Document text:
========================

On 2 November the capsule docked with Tiangong 1, a space station test bed, making China only the third nation to bring two spacecraft together in orbit (excluding international collaborations like Apollo-Soyuz and ISS).
Despite outwards congratulations from the US government, the general reaction to China's spacefaring has largely been one of suspicion (and occasionally outright hostility). Not that the US government as a whole is afraid of China, but there is enough to drive policy towards exclusion.

Take as an example the recent Congressional hearing, in which Rep. Frank Wolf (R-VA), to name one, is vociferous in denouncing any collaboration with China, despite that such collaboration is already legally banned. The result is that NASA is barred from sharing innocuous data with the Chinese government, or even meeting with Chinese representatives. Another result is that China is banned from docking with the ISS -- possibly not a deciding factor but certainly an influence on the Chinese decision to build a competing space station, which should be finished by 2020, the year that ISS is due to deorbit.

========================

Set of tasks:
[A] Can you sum up the passage about China's space program in two sentences?
[B] Will you write out the passage about China's space program, starting with "On 2 November" and going on through "Apollo-Soyuz and ISS)."?
[C] According to the passage about China's space program, by what year should China's competing space station be finished?

Information shown:
========================

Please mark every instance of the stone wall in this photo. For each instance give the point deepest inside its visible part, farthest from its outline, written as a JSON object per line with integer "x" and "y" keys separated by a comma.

========================

Solution set:
[A] On 2 November the capsule docked with the Tiangong 1 test bed, making China only the third nation to bring two spacecraft together in orbit, yet the general US reaction to China's spacefaring has been largely one of suspicion. A recent Congressional hearing shows the drive toward exclusion: NASA is barred from sharing data or meeting with Chinese representatives, and China is banned from docking with the ISS, which influenced its decision to build a competing space station that should be finished by 2020.

[B]
On 2 November the capsule docked with Tiangong 1, a space station test bed, making China only the third nation to bring two spacecraft together in orbit (excluding international collaborations like Apollo-Soyuz and ISS).

[C] By 2020, the year the ISS is due to deorbit.